(Saved data entries)
┄┄┄┄┄┄┄┄┄┄
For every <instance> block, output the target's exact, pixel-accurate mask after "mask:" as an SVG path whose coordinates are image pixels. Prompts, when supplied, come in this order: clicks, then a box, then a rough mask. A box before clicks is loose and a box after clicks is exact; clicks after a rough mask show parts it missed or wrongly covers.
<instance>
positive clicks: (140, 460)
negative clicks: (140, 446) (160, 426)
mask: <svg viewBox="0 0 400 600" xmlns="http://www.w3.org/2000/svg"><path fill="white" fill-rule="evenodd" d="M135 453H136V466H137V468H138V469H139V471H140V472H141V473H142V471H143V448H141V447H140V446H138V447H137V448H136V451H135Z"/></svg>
┄┄┄┄┄┄┄┄┄┄
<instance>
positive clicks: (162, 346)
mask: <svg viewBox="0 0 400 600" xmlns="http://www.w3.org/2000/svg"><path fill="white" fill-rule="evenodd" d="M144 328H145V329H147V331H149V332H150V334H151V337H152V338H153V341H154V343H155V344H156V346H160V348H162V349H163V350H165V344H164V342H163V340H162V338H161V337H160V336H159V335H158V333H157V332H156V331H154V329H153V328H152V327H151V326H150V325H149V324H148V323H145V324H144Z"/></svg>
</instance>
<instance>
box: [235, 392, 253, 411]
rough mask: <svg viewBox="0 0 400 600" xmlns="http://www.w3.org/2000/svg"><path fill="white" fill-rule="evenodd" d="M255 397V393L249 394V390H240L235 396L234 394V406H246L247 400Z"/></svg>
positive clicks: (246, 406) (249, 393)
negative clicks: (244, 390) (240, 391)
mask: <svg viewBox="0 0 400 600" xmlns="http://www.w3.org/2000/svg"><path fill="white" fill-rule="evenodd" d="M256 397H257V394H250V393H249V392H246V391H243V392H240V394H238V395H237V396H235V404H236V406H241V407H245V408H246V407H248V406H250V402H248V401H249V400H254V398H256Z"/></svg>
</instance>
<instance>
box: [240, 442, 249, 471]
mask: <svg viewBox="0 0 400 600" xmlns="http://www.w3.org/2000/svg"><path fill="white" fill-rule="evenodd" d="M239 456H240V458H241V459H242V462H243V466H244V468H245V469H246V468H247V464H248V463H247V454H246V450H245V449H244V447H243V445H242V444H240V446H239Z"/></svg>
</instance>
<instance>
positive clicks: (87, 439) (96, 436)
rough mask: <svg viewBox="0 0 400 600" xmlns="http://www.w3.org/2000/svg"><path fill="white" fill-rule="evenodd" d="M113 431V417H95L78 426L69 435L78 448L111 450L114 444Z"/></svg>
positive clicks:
┄┄┄┄┄┄┄┄┄┄
Work to complete: Could you write out, exactly as they stand, only the lines above that begin at the line with "box: [235, 392, 253, 411]" and stop after the line with "positive clicks: (87, 439) (96, 436)"?

Reply to the task:
box: [235, 392, 253, 411]
rough mask: <svg viewBox="0 0 400 600" xmlns="http://www.w3.org/2000/svg"><path fill="white" fill-rule="evenodd" d="M255 397V393L249 394V390H240L235 396L234 394V406H246L247 400Z"/></svg>
positive clicks: (246, 406) (249, 393)
negative clicks: (244, 390) (240, 391)
mask: <svg viewBox="0 0 400 600" xmlns="http://www.w3.org/2000/svg"><path fill="white" fill-rule="evenodd" d="M256 397H257V394H250V393H249V392H246V391H243V392H240V394H238V395H237V396H235V404H236V406H241V407H245V408H246V407H248V406H250V402H248V401H249V400H254V398H256Z"/></svg>
</instance>
<instance>
box: [240, 442, 249, 471]
mask: <svg viewBox="0 0 400 600" xmlns="http://www.w3.org/2000/svg"><path fill="white" fill-rule="evenodd" d="M239 456H240V458H241V459H242V462H243V466H244V468H245V469H246V468H247V464H248V463H247V454H246V450H245V449H244V447H243V445H242V444H240V446H239Z"/></svg>
</instance>
<instance>
positive clicks: (87, 439) (96, 436)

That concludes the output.